━━ Information
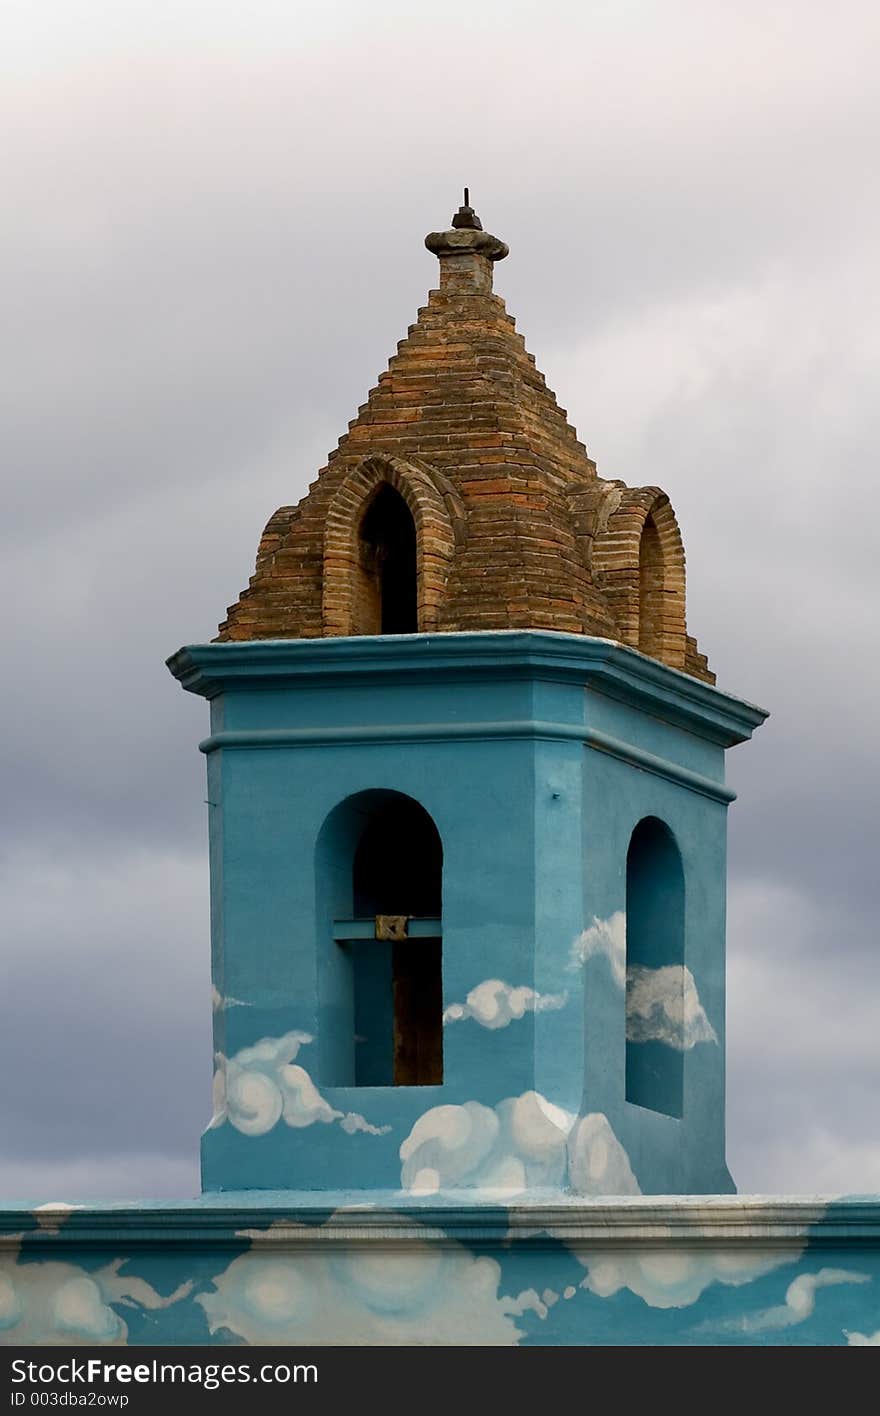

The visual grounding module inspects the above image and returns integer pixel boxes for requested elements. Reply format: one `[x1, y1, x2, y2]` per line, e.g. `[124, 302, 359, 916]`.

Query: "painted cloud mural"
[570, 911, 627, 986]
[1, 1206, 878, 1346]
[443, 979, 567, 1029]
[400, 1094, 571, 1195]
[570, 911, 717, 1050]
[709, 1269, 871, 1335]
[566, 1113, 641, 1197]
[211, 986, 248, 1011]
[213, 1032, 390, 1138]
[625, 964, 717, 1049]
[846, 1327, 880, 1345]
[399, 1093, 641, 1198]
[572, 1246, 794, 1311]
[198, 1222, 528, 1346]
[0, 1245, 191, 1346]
━━━━
Instructions to follow =>
Could you print all of the entries above exactly as written, minus the pictures?

Result of this task =>
The visual grounding module inspects the above image and returns integer pixel boxes for requested elements. Reply format: one `[x1, y1, x2, y2]` per line, e.g. `[124, 302, 359, 916]`.

Query: "painted cloud mural"
[570, 911, 627, 986]
[1, 1206, 878, 1346]
[443, 979, 567, 1029]
[400, 1094, 571, 1195]
[570, 911, 717, 1050]
[709, 1269, 871, 1335]
[566, 1113, 641, 1197]
[211, 986, 248, 1011]
[213, 1032, 390, 1138]
[625, 964, 717, 1049]
[846, 1327, 880, 1345]
[399, 1093, 641, 1198]
[572, 1246, 794, 1311]
[198, 1222, 528, 1346]
[0, 1245, 191, 1346]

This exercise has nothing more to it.